• **WORK ITEM**
Please reproduce every one of the lines below verbatim, from first to last.

[Start of section]

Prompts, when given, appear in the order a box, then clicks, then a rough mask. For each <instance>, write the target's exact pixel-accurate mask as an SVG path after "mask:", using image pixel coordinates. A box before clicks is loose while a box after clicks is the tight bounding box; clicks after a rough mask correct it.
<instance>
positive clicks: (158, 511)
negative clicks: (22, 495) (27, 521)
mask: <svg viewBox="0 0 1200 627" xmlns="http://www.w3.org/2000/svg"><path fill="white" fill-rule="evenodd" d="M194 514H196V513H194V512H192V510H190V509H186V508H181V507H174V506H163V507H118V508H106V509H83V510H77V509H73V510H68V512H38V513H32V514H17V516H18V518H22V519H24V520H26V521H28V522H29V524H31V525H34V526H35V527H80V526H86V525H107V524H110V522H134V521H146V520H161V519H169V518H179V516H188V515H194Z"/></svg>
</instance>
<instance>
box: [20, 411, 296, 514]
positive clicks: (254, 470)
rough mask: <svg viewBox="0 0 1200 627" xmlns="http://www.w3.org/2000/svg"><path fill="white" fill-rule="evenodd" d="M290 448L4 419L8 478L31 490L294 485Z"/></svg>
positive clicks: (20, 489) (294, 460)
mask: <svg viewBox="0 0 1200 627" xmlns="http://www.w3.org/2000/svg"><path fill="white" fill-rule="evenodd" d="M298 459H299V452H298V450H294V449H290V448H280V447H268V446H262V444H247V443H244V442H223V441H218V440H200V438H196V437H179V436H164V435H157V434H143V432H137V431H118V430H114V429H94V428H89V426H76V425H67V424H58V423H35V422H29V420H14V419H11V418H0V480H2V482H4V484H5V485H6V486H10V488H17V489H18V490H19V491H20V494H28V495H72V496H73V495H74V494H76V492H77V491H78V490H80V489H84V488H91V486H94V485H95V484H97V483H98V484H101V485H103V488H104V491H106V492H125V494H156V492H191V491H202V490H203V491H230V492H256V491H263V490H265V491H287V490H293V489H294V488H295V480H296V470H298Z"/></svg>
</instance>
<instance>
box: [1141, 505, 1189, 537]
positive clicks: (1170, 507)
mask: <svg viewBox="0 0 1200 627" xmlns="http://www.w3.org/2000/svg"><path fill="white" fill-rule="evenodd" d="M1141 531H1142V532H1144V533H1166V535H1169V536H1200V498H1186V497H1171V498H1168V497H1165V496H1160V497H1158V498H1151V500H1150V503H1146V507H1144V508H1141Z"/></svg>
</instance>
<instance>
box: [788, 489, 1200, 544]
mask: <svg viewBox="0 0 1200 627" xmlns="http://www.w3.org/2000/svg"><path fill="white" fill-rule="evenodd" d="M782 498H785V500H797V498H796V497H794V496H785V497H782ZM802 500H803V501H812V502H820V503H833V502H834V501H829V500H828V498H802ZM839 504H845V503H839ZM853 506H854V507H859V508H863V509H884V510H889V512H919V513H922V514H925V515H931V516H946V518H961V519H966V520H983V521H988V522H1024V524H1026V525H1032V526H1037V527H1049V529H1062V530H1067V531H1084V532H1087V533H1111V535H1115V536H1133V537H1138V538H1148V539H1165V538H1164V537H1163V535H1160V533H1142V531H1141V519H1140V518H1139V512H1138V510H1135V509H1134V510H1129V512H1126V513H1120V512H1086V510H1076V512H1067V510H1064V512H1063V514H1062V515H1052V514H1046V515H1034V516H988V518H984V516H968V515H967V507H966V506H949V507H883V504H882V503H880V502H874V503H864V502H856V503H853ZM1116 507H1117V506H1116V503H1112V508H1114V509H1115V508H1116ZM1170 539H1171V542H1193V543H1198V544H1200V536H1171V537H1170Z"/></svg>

[End of section]

• **RESPONSE FOR THIS EXERCISE**
Prompts, when given, appear in the order a box, then clicks, then a rough mask. For each <instance>, write the target's exact pixel-accurate mask as an SVG path after "mask:", using image pixel coordinates. A box before clicks is loose while a box after clicks is the tight bounding box; clicks after a rough mask correct it.
<instance>
positive clicks: (158, 511)
negative clicks: (22, 495) (27, 521)
mask: <svg viewBox="0 0 1200 627" xmlns="http://www.w3.org/2000/svg"><path fill="white" fill-rule="evenodd" d="M194 514H196V513H194V512H192V510H190V509H186V508H181V507H174V506H163V507H118V508H106V509H83V510H77V509H73V510H68V512H38V513H32V514H17V516H18V518H22V519H24V520H26V521H28V522H29V524H31V525H34V526H35V527H80V526H86V525H107V524H110V522H134V521H146V520H161V519H169V518H179V516H188V515H194Z"/></svg>
</instance>
<instance>
box: [20, 411, 296, 514]
positive clicks: (254, 470)
rough mask: <svg viewBox="0 0 1200 627" xmlns="http://www.w3.org/2000/svg"><path fill="white" fill-rule="evenodd" d="M290 448L4 419L8 478L31 490L294 485Z"/></svg>
positive clicks: (20, 489) (294, 460)
mask: <svg viewBox="0 0 1200 627" xmlns="http://www.w3.org/2000/svg"><path fill="white" fill-rule="evenodd" d="M298 459H299V452H298V450H294V449H290V448H280V447H268V446H262V444H247V443H244V442H223V441H218V440H200V438H196V437H179V436H164V435H157V434H143V432H137V431H118V430H114V429H94V428H89V426H76V425H67V424H58V423H35V422H29V420H14V419H11V418H0V480H2V482H4V484H5V485H6V486H10V488H17V489H18V490H19V491H20V494H28V495H72V496H73V495H74V494H76V492H77V491H78V490H80V489H84V488H91V486H94V485H95V484H97V483H98V484H101V485H103V488H104V491H106V492H125V494H156V492H191V491H202V490H203V491H230V492H256V491H263V490H265V491H287V490H293V489H294V488H295V480H296V470H298Z"/></svg>
</instance>
<instance>
box: [1141, 505, 1189, 537]
positive clicks: (1170, 507)
mask: <svg viewBox="0 0 1200 627" xmlns="http://www.w3.org/2000/svg"><path fill="white" fill-rule="evenodd" d="M1141 531H1142V532H1144V533H1166V535H1169V536H1200V498H1186V497H1171V498H1168V497H1165V496H1160V497H1158V498H1151V500H1150V503H1146V507H1144V508H1141Z"/></svg>
</instance>
<instance>
box: [788, 489, 1200, 544]
mask: <svg viewBox="0 0 1200 627" xmlns="http://www.w3.org/2000/svg"><path fill="white" fill-rule="evenodd" d="M782 498H785V500H797V498H796V497H794V496H785V497H782ZM802 500H803V501H812V502H820V503H833V502H834V501H829V500H828V498H802ZM839 504H845V503H839ZM853 506H854V507H859V508H863V509H884V510H889V512H919V513H922V514H925V515H931V516H946V518H961V519H966V520H983V521H988V522H1024V524H1026V525H1032V526H1037V527H1049V529H1062V530H1067V531H1084V532H1087V533H1111V535H1115V536H1133V537H1138V538H1148V539H1165V538H1164V537H1163V535H1160V533H1142V531H1141V519H1140V518H1139V512H1138V510H1135V509H1134V510H1129V512H1126V513H1120V512H1086V510H1076V512H1067V510H1064V512H1063V514H1062V515H1052V514H1046V515H1034V516H988V518H984V516H968V515H967V507H966V506H949V507H883V504H882V503H880V502H874V503H864V502H856V503H853ZM1116 507H1117V506H1116V503H1112V508H1114V509H1115V508H1116ZM1170 539H1171V542H1193V543H1198V544H1200V536H1171V537H1170Z"/></svg>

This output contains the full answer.